# [EXERCISE OBJECTIVE]
Answer these questions using the news article about the Cinderella closure.
1. Which performance of the musical did the impresario say would not go ahead?
2. What did Lord Lloyd Webber turn down after COVID-19 restrictions were extended in June?
3. What two things does he say his theatre has?

# [QUOTED PASSAGE]

◇ ◇ ◇ ◇

Andrew Lloyd Webber has taken another swipe at the government after his new show Cinderella was forced to close down due to a coronavirus case.
On Monday afternoon, the impresario announced that the musical would not be going ahead with its “Freedom Day” show after a cast member caught COVID-19, forcing a number of the team to isolate as close contacts – despite them repeatedly testing negative.
Sky News understands the show will be postponed until at least next week.
“We can’t isolate every time somebody may or may not have it. It just simply doesn’t work,” he said.
“I say this from the heart, I am seeing the profession I have loved, I’m seeing musical theatre I think I had a small part in pioneering in this country at a time when frankly the British were not considered to be people who could do musicals.
“And I am just saying it with passion – please, please will this government for once listen to us.
“Listen. We do know what we’re doing, we do. Just listen and knock all these platitudes and endless, endless blunt instruments that don’t apply across the board.”
Clearly emotional, the peer added that he had “tried and I have tried and I have tried” to work with the government and prove theatres are safe.
After COVID-19 restrictions were extended in June, Lord Lloyd Webber rejected the government’s offer to be part of the Events Research Programme, which would have allowed him to open his preview shows at full capacity earlier than 19 July.
He also argued that his theatre has “100% fresh air” and the “best ventilation system you can find”, as well as warning of another “very, very major show” that will also be forced to cancel its opening.
“We can’t go on like this, theatre is now on its knees, there’s no way forward,” he said, adding that he feels Prime Minister Boris Johnson “doesn’t seem to grasp what we’re about in theatre”.

◇ ◇ ◇ ◇

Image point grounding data
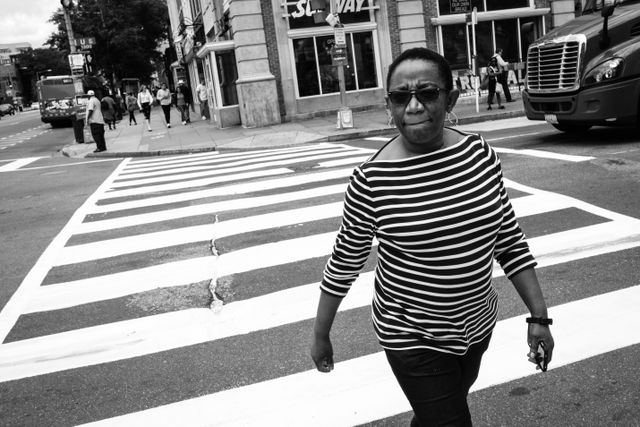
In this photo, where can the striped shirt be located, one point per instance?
(440, 218)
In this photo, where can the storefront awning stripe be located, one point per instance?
(497, 15)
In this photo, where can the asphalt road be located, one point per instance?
(106, 288)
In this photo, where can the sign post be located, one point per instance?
(339, 59)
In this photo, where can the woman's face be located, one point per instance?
(420, 123)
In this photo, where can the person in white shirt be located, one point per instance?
(201, 91)
(95, 121)
(504, 74)
(164, 97)
(144, 102)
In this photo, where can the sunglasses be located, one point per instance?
(424, 95)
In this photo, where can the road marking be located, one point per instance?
(193, 183)
(234, 189)
(363, 389)
(32, 281)
(16, 164)
(230, 169)
(212, 162)
(544, 154)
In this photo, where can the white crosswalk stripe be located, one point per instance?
(20, 137)
(247, 196)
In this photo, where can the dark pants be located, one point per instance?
(492, 91)
(204, 109)
(97, 132)
(184, 113)
(146, 110)
(436, 384)
(166, 109)
(502, 79)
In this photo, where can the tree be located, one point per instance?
(127, 32)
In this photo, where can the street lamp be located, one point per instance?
(48, 70)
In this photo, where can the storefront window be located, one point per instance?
(227, 74)
(506, 4)
(316, 74)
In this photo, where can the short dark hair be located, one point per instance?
(421, 53)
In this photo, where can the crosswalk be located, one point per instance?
(22, 136)
(253, 230)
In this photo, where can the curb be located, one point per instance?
(66, 150)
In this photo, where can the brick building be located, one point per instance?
(269, 61)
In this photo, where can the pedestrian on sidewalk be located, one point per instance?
(503, 75)
(201, 91)
(132, 104)
(493, 71)
(144, 103)
(164, 97)
(183, 101)
(108, 108)
(435, 200)
(95, 121)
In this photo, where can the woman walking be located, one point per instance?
(132, 104)
(144, 102)
(493, 72)
(164, 97)
(435, 200)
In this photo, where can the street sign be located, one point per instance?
(340, 37)
(460, 6)
(339, 56)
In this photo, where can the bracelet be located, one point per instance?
(540, 320)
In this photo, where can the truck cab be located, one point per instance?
(587, 71)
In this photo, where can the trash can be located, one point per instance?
(78, 129)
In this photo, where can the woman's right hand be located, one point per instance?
(322, 354)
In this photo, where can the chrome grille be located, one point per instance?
(554, 67)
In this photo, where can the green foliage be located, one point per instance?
(127, 32)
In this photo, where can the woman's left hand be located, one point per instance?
(536, 334)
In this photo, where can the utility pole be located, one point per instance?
(345, 115)
(67, 5)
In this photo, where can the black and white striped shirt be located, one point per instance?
(440, 218)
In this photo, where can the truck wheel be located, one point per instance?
(572, 128)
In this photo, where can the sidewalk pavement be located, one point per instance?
(199, 135)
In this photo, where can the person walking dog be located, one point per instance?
(95, 121)
(144, 103)
(164, 97)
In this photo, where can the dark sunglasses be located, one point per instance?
(424, 95)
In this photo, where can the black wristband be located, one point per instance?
(540, 321)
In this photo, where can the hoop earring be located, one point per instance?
(453, 122)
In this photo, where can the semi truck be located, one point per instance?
(587, 72)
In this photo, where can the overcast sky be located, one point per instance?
(26, 21)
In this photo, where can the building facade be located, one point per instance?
(269, 61)
(10, 82)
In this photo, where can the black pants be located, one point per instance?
(503, 80)
(146, 110)
(437, 383)
(97, 131)
(166, 109)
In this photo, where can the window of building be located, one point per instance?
(227, 75)
(316, 74)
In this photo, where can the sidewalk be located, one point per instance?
(132, 141)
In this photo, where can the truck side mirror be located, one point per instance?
(607, 11)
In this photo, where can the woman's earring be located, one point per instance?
(453, 122)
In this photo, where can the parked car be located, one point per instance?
(7, 109)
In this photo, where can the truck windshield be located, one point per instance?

◇ ◇ ◇ ◇

# [PROBLEM SOLUTION]
1. The "Freedom Day" show.
2. The government's offer to be part of the Events Research Programme.
3. "100% fresh air" and the "best ventilation system you can find".